Copy the forum thread about the Epson 4800 print head word for word, beginning at the words "I have recovered" and stopping after "hour or so.".

** Selected extract **
-- START --
# do I replace Epson 4800 print head or buy new printer



## okprinter (Sep 6, 2014)

I have an epson 4800 with sawgrass inks for sublimation. it seems that I need a new print head and I am due for a new set of inks.

I was told by Sawgrass the last time I ordered ink is that not very many people are still using the Epson 4800 for sublimation and that is why the inks I received have such a short shelf life left.

Who is still using an Epson 4800 for sublimation and what inks are you running?

Is this printer worth spending $1000 for new print head and another $2000 for new set of inks?

It seems there are a few new printers out that, so may be a good time to upgrade to newer technology.

thoughts?


----------



## DPendable (Dec 21, 2012)

I run a 4800 and it is just fine. Have you tried recovering the head? Pulling it out and doing a major cleaning on it? 



Sent from my SAMSUNG-SGH-I747 using T-Shirt Forums


----------



## okprinter (Sep 6, 2014)

DPendable said:


> I run a 4800 and it is just fine. Have you tried recovering the head? Pulling it out and doing a major cleaning on it?
> 
> Sent from my SAMSUNG-SGH-I747 using T-Shirt Forums


I have not pulled it out at this point...just several cleans, soaking over distilled water in the capping station, soaking over mixture of simple green/distilled water in capping station, and letting the head sit over a paper towel with windex on it.

what all would you suggest for a major cleaning?

What ink are you using?


----------



## DPendable (Dec 21, 2012)

I have recovered a few heads. What I do is pull the head all the way out of the printer. (Easy to do just look on YouTube)

I cut down a plastic cup short enough the fill with cleaning solution and place the head in it with the sides of the head holding it up.

Let that sit for a hour or so.

With a syringe and a small piece of tubing I hook up to one of the nozzles and then start to suck Up (backwards through nozzle) some solution.
-- END --
** Information given **
-- START --
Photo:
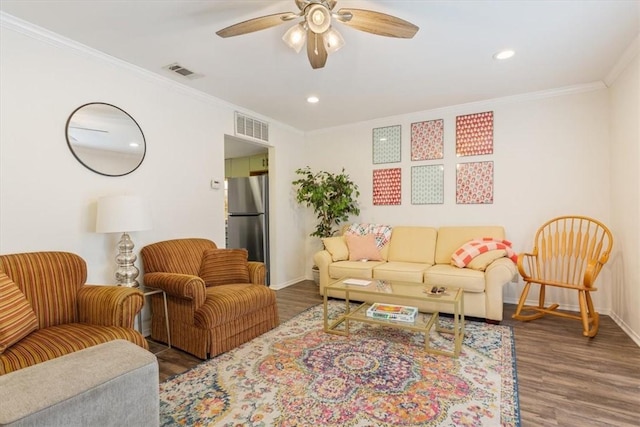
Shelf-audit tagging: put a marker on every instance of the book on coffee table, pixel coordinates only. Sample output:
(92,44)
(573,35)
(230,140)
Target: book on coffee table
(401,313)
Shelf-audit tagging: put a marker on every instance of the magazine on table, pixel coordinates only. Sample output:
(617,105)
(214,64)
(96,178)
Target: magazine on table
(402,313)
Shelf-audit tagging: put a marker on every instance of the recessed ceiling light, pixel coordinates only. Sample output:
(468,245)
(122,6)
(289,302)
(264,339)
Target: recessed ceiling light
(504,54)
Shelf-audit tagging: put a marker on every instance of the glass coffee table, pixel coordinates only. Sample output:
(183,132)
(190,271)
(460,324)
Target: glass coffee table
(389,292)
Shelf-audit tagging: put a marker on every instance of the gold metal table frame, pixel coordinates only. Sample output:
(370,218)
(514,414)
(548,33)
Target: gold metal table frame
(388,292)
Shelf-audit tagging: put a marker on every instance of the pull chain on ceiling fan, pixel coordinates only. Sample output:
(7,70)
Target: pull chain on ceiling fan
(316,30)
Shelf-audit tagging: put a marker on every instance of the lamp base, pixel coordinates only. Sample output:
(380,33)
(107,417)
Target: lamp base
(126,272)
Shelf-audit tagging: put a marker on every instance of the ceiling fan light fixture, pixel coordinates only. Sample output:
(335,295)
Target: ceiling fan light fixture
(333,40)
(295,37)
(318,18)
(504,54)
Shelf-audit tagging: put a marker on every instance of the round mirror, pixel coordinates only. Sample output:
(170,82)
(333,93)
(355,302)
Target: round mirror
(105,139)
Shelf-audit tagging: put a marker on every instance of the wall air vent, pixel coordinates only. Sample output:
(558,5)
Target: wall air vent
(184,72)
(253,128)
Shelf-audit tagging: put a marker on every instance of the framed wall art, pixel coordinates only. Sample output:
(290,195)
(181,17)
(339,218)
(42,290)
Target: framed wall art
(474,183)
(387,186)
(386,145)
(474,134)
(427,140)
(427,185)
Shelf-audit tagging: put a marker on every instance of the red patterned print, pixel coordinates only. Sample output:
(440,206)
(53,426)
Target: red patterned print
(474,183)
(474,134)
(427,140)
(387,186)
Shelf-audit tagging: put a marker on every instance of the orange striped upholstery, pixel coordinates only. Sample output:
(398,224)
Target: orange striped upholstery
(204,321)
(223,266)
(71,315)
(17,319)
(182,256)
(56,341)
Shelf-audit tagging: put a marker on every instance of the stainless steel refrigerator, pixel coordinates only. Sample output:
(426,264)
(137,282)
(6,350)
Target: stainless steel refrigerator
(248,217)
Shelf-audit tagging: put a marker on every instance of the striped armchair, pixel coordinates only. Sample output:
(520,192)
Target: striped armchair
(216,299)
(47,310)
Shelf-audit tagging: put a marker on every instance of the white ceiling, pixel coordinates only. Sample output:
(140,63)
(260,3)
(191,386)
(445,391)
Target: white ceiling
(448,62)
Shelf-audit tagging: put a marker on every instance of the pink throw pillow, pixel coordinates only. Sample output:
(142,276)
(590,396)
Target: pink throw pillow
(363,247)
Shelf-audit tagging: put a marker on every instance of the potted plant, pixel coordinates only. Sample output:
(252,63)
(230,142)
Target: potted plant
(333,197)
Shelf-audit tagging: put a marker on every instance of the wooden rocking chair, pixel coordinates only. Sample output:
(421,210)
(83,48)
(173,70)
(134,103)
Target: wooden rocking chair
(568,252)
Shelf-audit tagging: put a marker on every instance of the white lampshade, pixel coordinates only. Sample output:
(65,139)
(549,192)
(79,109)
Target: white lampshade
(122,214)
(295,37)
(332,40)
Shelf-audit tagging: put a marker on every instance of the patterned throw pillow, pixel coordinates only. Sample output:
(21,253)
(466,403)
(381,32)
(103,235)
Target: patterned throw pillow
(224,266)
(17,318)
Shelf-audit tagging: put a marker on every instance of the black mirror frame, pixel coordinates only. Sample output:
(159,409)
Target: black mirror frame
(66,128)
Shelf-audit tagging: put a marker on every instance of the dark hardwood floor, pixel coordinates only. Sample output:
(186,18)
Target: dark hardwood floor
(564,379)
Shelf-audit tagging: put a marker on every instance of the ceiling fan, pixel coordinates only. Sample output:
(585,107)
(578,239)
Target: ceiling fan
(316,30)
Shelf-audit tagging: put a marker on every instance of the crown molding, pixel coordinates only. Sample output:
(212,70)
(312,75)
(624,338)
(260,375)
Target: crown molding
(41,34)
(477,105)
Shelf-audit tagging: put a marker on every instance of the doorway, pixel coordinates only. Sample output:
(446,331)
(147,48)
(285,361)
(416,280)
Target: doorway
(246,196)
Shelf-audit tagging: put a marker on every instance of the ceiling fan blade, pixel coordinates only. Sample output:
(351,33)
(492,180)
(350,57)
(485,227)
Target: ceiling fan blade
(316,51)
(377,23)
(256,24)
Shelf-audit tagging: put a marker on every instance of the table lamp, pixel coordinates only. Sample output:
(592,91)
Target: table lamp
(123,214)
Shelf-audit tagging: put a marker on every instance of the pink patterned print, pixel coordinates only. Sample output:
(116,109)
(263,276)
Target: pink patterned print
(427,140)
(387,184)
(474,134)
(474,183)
-- END --
** The reply **
I have recovered a few heads. What I do is pull the head all the way out of the printer. (Easy to do just look on YouTube)

I cut down a plastic cup short enough the fill with cleaning solution and place the head in it with the sides of the head holding it up.

Let that sit for a hour or so.